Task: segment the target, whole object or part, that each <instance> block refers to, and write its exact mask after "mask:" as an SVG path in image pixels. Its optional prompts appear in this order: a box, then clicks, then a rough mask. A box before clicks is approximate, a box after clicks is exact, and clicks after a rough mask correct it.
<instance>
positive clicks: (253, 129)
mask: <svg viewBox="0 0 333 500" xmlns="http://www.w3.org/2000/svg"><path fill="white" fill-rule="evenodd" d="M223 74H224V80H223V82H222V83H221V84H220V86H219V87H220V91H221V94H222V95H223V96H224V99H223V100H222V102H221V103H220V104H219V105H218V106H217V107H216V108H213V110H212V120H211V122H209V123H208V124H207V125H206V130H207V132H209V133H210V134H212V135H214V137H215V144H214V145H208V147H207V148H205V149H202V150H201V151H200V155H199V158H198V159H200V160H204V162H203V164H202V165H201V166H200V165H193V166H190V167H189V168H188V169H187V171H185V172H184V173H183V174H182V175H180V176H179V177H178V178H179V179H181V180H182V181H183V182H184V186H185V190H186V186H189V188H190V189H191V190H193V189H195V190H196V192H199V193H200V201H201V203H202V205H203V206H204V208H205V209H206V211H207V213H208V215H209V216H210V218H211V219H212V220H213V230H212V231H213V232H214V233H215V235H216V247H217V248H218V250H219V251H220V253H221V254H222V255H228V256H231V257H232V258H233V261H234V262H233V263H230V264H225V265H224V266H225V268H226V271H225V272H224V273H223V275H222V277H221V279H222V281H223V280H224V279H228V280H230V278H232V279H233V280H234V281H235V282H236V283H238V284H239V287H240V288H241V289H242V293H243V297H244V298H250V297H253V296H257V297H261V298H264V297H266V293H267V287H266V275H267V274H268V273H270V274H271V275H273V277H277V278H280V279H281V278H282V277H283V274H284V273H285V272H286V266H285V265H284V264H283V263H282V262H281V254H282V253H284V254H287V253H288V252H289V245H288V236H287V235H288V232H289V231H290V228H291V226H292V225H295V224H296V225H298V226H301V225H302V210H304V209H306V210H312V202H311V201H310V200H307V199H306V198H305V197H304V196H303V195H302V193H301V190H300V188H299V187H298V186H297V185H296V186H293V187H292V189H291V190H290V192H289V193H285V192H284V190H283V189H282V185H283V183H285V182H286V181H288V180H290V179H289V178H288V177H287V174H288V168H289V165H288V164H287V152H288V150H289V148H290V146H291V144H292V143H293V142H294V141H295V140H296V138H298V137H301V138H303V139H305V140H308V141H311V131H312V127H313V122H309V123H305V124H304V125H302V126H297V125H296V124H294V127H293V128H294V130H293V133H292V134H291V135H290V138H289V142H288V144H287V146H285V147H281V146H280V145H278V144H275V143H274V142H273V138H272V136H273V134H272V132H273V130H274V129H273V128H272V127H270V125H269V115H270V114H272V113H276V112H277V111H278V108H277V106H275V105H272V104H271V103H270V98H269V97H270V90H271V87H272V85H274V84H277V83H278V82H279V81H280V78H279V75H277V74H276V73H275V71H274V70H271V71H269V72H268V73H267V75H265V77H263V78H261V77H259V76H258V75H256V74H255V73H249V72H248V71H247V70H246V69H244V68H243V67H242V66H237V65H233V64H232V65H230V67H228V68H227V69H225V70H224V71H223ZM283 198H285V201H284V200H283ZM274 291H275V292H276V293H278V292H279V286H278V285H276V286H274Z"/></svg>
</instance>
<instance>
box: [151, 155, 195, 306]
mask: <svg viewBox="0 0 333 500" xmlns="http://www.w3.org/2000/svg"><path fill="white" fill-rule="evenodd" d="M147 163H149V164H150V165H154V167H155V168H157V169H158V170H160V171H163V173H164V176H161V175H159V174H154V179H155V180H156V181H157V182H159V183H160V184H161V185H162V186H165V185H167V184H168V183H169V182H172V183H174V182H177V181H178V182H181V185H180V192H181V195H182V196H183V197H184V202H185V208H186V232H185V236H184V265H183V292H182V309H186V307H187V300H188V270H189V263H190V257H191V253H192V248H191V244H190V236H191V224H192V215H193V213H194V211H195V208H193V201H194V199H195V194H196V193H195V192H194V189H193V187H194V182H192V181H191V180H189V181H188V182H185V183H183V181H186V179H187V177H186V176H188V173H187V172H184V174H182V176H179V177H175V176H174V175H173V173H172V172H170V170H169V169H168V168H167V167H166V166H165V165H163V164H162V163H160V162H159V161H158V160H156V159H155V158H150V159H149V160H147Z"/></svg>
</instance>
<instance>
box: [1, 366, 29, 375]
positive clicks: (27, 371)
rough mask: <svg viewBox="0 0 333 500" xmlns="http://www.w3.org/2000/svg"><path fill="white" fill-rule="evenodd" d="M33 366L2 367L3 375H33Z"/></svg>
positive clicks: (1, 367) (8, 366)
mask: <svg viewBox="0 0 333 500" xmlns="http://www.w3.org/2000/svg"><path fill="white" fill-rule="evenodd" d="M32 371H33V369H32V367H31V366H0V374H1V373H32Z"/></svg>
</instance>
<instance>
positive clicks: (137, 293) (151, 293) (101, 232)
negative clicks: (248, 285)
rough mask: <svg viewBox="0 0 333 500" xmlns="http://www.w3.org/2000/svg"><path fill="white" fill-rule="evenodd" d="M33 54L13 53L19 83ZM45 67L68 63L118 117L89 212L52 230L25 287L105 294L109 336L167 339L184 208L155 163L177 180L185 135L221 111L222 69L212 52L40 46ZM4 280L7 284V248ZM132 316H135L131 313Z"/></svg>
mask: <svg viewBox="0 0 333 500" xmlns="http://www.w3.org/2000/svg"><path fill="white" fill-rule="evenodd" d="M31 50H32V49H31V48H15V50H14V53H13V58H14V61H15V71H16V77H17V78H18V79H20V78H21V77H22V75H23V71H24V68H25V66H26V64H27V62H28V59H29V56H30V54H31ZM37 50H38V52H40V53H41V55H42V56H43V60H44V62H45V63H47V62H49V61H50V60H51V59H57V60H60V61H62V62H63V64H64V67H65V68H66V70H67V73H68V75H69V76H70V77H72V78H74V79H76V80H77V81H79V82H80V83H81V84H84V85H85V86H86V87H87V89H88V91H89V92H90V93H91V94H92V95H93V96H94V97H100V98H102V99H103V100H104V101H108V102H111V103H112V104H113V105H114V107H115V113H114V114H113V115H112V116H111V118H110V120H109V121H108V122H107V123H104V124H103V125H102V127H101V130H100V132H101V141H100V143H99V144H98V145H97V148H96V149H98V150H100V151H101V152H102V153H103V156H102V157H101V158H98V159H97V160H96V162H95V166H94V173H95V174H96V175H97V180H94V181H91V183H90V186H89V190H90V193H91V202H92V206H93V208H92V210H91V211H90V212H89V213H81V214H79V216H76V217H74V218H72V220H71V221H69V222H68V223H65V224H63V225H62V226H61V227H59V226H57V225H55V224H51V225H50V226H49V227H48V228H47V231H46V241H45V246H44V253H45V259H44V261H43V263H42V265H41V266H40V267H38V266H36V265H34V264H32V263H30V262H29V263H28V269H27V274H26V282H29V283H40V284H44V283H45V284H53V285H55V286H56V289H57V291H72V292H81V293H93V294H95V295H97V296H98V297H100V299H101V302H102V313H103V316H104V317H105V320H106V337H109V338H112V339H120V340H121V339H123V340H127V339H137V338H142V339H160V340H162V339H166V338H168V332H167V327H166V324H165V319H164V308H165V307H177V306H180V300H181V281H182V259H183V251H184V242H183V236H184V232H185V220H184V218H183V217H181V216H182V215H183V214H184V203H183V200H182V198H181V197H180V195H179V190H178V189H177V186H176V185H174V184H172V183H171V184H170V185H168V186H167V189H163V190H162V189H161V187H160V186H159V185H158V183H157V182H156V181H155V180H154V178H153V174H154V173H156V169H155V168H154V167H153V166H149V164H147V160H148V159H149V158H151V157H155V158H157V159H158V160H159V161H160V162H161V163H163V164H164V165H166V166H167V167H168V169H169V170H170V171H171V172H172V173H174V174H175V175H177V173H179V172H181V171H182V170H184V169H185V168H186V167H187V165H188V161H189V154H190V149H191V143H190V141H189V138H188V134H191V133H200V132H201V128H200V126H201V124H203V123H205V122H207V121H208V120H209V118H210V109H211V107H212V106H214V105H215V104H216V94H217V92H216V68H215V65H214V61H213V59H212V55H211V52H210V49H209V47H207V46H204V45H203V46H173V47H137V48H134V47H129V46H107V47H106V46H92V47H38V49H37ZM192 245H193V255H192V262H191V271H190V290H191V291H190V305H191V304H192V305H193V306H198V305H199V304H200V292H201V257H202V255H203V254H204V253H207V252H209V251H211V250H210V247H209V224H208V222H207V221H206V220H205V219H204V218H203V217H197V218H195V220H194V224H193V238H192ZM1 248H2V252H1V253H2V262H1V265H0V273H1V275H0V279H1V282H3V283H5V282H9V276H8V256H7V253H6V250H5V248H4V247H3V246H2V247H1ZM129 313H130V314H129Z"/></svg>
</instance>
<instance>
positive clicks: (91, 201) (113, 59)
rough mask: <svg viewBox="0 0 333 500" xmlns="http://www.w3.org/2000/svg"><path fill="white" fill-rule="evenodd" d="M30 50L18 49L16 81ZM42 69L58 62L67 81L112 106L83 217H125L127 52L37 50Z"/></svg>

◇ ◇ ◇

■ **Work required**: Set down, exactly as they appear, the line holding "positive clicks: (91, 201) (113, 59)" and every line after it until the records end.

■ **Response box**:
positive clicks: (91, 201) (113, 59)
rough mask: <svg viewBox="0 0 333 500" xmlns="http://www.w3.org/2000/svg"><path fill="white" fill-rule="evenodd" d="M30 50L18 49L16 81ZM42 69L58 62L67 81L112 106L83 217H125L127 52L37 50Z"/></svg>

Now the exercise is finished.